[Detection examples]
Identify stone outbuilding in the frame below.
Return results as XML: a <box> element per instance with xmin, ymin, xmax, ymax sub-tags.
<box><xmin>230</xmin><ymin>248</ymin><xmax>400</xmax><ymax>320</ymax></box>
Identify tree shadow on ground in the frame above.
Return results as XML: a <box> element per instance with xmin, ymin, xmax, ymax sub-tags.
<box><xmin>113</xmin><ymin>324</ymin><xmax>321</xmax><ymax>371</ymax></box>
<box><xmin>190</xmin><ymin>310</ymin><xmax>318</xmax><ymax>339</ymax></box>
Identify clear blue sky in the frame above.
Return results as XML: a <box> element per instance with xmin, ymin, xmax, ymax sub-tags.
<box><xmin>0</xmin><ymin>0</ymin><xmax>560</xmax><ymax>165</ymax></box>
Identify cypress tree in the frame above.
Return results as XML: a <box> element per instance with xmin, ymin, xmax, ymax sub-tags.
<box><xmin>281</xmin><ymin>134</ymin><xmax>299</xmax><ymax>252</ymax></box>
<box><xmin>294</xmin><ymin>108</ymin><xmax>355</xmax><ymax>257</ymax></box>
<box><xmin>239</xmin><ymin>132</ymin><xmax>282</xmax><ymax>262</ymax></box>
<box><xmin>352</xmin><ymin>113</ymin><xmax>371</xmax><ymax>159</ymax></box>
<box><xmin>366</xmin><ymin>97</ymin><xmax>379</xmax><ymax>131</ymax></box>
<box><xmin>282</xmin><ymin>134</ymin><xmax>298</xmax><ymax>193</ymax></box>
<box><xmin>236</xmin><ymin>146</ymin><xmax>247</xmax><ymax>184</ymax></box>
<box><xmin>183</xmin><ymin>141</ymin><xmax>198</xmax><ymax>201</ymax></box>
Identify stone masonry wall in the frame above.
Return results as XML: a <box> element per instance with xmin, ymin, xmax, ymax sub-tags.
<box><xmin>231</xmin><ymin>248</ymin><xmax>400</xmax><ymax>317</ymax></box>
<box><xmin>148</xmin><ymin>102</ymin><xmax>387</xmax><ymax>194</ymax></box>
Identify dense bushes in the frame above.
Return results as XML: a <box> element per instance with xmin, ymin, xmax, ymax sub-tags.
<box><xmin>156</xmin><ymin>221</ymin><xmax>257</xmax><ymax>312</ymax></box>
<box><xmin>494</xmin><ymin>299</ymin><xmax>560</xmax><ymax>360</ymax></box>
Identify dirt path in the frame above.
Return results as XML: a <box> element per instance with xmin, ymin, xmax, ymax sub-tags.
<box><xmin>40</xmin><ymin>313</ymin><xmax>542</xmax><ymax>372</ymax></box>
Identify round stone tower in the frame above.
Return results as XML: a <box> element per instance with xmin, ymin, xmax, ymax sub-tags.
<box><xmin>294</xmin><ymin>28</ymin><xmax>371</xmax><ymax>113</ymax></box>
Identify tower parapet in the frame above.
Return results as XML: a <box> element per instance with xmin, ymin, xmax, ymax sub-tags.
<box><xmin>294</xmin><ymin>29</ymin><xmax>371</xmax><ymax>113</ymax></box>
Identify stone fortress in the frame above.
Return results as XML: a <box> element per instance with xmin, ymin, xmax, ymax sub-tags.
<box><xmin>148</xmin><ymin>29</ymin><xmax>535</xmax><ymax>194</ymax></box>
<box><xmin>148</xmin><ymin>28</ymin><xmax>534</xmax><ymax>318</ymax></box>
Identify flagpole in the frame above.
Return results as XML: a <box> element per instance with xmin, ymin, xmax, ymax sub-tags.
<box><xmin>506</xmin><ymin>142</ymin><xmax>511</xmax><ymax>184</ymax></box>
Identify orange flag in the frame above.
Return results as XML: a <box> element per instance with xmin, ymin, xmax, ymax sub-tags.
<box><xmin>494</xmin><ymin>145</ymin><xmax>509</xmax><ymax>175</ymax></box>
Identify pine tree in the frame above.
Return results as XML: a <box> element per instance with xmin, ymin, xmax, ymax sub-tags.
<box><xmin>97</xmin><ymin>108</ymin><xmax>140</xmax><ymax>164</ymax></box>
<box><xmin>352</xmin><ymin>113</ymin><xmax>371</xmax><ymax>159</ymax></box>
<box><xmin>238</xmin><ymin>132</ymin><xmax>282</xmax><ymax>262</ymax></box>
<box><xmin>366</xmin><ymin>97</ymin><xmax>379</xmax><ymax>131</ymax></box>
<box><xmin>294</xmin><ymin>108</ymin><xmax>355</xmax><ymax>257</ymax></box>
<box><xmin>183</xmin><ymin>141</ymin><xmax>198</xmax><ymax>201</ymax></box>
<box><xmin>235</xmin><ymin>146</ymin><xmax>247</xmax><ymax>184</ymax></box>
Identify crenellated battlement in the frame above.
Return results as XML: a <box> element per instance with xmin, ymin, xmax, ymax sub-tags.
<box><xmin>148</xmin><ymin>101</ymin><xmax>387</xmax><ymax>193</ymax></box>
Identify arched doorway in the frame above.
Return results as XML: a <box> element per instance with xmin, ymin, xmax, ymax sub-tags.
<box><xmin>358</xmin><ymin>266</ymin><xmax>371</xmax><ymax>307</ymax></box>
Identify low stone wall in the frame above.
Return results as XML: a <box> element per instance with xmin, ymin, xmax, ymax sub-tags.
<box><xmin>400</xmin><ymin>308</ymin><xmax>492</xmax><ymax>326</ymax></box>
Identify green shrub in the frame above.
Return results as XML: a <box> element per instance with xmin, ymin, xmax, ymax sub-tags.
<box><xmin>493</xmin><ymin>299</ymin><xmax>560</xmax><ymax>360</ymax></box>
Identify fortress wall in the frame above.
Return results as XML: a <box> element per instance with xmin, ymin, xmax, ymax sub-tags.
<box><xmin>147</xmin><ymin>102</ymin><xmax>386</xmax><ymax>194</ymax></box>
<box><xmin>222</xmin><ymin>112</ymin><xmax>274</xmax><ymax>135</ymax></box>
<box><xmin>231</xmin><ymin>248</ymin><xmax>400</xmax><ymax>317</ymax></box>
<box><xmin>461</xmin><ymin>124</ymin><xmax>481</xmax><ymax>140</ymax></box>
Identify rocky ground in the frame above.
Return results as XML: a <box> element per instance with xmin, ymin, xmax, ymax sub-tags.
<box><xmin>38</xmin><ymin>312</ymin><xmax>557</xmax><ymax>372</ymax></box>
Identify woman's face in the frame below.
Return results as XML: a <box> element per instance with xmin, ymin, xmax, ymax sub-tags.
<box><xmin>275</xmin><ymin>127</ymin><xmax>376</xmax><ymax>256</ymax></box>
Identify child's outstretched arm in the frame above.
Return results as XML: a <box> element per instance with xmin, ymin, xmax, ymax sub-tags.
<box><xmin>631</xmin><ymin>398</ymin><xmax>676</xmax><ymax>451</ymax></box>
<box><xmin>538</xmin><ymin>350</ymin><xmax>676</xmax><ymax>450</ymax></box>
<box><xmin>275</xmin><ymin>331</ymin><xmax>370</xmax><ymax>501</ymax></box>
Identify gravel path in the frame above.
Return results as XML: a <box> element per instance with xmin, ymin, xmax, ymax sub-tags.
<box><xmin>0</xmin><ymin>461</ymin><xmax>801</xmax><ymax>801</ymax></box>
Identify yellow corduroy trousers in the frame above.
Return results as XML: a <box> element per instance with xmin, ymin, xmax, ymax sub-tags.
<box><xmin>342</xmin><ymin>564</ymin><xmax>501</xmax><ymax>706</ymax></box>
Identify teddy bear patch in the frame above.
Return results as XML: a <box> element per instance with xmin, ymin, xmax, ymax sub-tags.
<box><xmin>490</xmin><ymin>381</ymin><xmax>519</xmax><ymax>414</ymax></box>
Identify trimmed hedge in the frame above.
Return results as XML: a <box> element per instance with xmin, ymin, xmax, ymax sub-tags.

GIVEN TASK: Change every "Identify" in the entries above to "Locate", and reproduce the rest of the lines unchanged.

TASK SOLUTION:
Locate stone outbuilding in the frame below.
Return results as XML: a <box> element per instance with xmin, ymin, xmax, ymax sub-tags.
<box><xmin>230</xmin><ymin>248</ymin><xmax>400</xmax><ymax>320</ymax></box>
Locate tree shadow on ground in the frame above.
Return results as XML: a <box> element per instance with xmin, ymin, xmax, ymax sub-tags.
<box><xmin>113</xmin><ymin>324</ymin><xmax>321</xmax><ymax>371</ymax></box>
<box><xmin>190</xmin><ymin>310</ymin><xmax>318</xmax><ymax>339</ymax></box>
Locate clear blue sky in the frame above.
Return results as XML: a <box> element per instance with xmin, ymin, xmax, ymax sub-tags.
<box><xmin>0</xmin><ymin>0</ymin><xmax>560</xmax><ymax>165</ymax></box>
Locate cypress tree in the frame above.
Return results as XML: a <box> element per instance with xmin, ymin, xmax, ymax sub-tags.
<box><xmin>281</xmin><ymin>134</ymin><xmax>299</xmax><ymax>252</ymax></box>
<box><xmin>294</xmin><ymin>108</ymin><xmax>355</xmax><ymax>257</ymax></box>
<box><xmin>239</xmin><ymin>132</ymin><xmax>282</xmax><ymax>262</ymax></box>
<box><xmin>352</xmin><ymin>113</ymin><xmax>371</xmax><ymax>159</ymax></box>
<box><xmin>366</xmin><ymin>97</ymin><xmax>379</xmax><ymax>131</ymax></box>
<box><xmin>282</xmin><ymin>134</ymin><xmax>298</xmax><ymax>193</ymax></box>
<box><xmin>236</xmin><ymin>146</ymin><xmax>247</xmax><ymax>184</ymax></box>
<box><xmin>183</xmin><ymin>141</ymin><xmax>198</xmax><ymax>201</ymax></box>
Locate stone masonry wall in the frame above.
Return results as XML: a <box> element per instance with xmin, ymin, xmax, ymax sub-tags.
<box><xmin>231</xmin><ymin>248</ymin><xmax>400</xmax><ymax>317</ymax></box>
<box><xmin>148</xmin><ymin>102</ymin><xmax>387</xmax><ymax>194</ymax></box>
Locate dense bushes in the frame above.
Return results as XML: a <box> element per instance with xmin, ymin, xmax, ymax sub-tags.
<box><xmin>156</xmin><ymin>221</ymin><xmax>257</xmax><ymax>312</ymax></box>
<box><xmin>494</xmin><ymin>299</ymin><xmax>560</xmax><ymax>360</ymax></box>
Locate dirt path in the frame above.
Return results as XML: a <box> element per instance with xmin, ymin, xmax, ymax sub-tags.
<box><xmin>40</xmin><ymin>313</ymin><xmax>542</xmax><ymax>372</ymax></box>
Locate round stone tower in the frame above.
Return results as XML: a <box> element per instance with xmin, ymin, xmax, ymax sub-tags.
<box><xmin>294</xmin><ymin>28</ymin><xmax>371</xmax><ymax>113</ymax></box>
Locate tower parapet in the frame above.
Return results as XML: a <box> element per instance with xmin, ymin, xmax, ymax sub-tags.
<box><xmin>294</xmin><ymin>29</ymin><xmax>371</xmax><ymax>113</ymax></box>
Locate stone fortress in the frame above.
Return results as XML: a <box> element per instance with xmin, ymin, xmax, ymax sub-tags.
<box><xmin>148</xmin><ymin>29</ymin><xmax>535</xmax><ymax>194</ymax></box>
<box><xmin>148</xmin><ymin>28</ymin><xmax>534</xmax><ymax>318</ymax></box>
Locate flagpole in the frame above.
Return results as XML: a <box> element per instance with xmin, ymin, xmax, ymax sub-tags.
<box><xmin>506</xmin><ymin>142</ymin><xmax>511</xmax><ymax>184</ymax></box>
Locate orange flag in the frame above.
Return results as XML: a <box> element per instance with xmin, ymin, xmax, ymax sub-tags.
<box><xmin>494</xmin><ymin>145</ymin><xmax>509</xmax><ymax>175</ymax></box>
Locate pine tree in the frame above.
Return results as XML: a <box> element per instance with xmin, ymin, xmax, ymax sub-tags.
<box><xmin>97</xmin><ymin>108</ymin><xmax>140</xmax><ymax>164</ymax></box>
<box><xmin>352</xmin><ymin>113</ymin><xmax>371</xmax><ymax>159</ymax></box>
<box><xmin>238</xmin><ymin>132</ymin><xmax>282</xmax><ymax>262</ymax></box>
<box><xmin>366</xmin><ymin>97</ymin><xmax>379</xmax><ymax>131</ymax></box>
<box><xmin>294</xmin><ymin>108</ymin><xmax>355</xmax><ymax>257</ymax></box>
<box><xmin>183</xmin><ymin>141</ymin><xmax>198</xmax><ymax>201</ymax></box>
<box><xmin>235</xmin><ymin>146</ymin><xmax>247</xmax><ymax>184</ymax></box>
Locate crenellated battlement in the frame above.
Return results as XML: a <box> element per instance with xmin, ymin, xmax, ymax sub-tags.
<box><xmin>148</xmin><ymin>101</ymin><xmax>387</xmax><ymax>193</ymax></box>
Locate arched doorway in the frame above.
Return results as XML: a <box> element per instance with xmin, ymin, xmax, ymax sub-tags.
<box><xmin>358</xmin><ymin>266</ymin><xmax>371</xmax><ymax>307</ymax></box>
Locate low stone wall in the frame above.
Return results as XML: a <box> element per instance with xmin, ymin, xmax, ymax sub-tags.
<box><xmin>400</xmin><ymin>308</ymin><xmax>492</xmax><ymax>326</ymax></box>
Locate green shrub in the frame above.
Return results as XML: a <box> element per instance with xmin, ymin, xmax, ymax sub-tags.
<box><xmin>493</xmin><ymin>299</ymin><xmax>560</xmax><ymax>360</ymax></box>
Locate fortress wall in the frame above.
Return results as XML: a <box> element per instance with xmin, ymin, xmax, ymax sub-tags.
<box><xmin>147</xmin><ymin>102</ymin><xmax>386</xmax><ymax>194</ymax></box>
<box><xmin>222</xmin><ymin>112</ymin><xmax>274</xmax><ymax>135</ymax></box>
<box><xmin>231</xmin><ymin>248</ymin><xmax>400</xmax><ymax>317</ymax></box>
<box><xmin>461</xmin><ymin>124</ymin><xmax>481</xmax><ymax>140</ymax></box>
Locate rocky ground in the frame above.
Return results as XML: a <box> element per instance with xmin, ymin, xmax, ymax sub-tags.
<box><xmin>38</xmin><ymin>312</ymin><xmax>557</xmax><ymax>372</ymax></box>
Locate woman's face in the frame below.
Return results as XML: a <box> element per instance with xmin, ymin, xmax, ymax sub-tags.
<box><xmin>275</xmin><ymin>127</ymin><xmax>376</xmax><ymax>256</ymax></box>
Locate child's outstretched arm in the frame above.
Return results as XML: a <box> element per instance with xmin, ymin, xmax, ymax sub-tags.
<box><xmin>631</xmin><ymin>398</ymin><xmax>676</xmax><ymax>451</ymax></box>
<box><xmin>538</xmin><ymin>350</ymin><xmax>676</xmax><ymax>450</ymax></box>
<box><xmin>275</xmin><ymin>331</ymin><xmax>370</xmax><ymax>501</ymax></box>
Locate gravel path in the frame above.
Return results as XML: a <box> element per instance with xmin, ymin, xmax, ymax sub-tags.
<box><xmin>0</xmin><ymin>461</ymin><xmax>801</xmax><ymax>801</ymax></box>
Locate yellow corduroy trousers in the frame above.
Return results as XML: a <box> element per instance with xmin, ymin, xmax, ymax sub-tags.
<box><xmin>342</xmin><ymin>564</ymin><xmax>501</xmax><ymax>706</ymax></box>
Locate teddy bear patch in the frame above.
Return results as XML: a <box> element per instance with xmin, ymin, xmax, ymax sub-tags.
<box><xmin>490</xmin><ymin>381</ymin><xmax>519</xmax><ymax>414</ymax></box>
Locate trimmed hedge in the frame above.
Return results as XML: a <box> element per instance with xmin, ymin, xmax, ymax sub-tags.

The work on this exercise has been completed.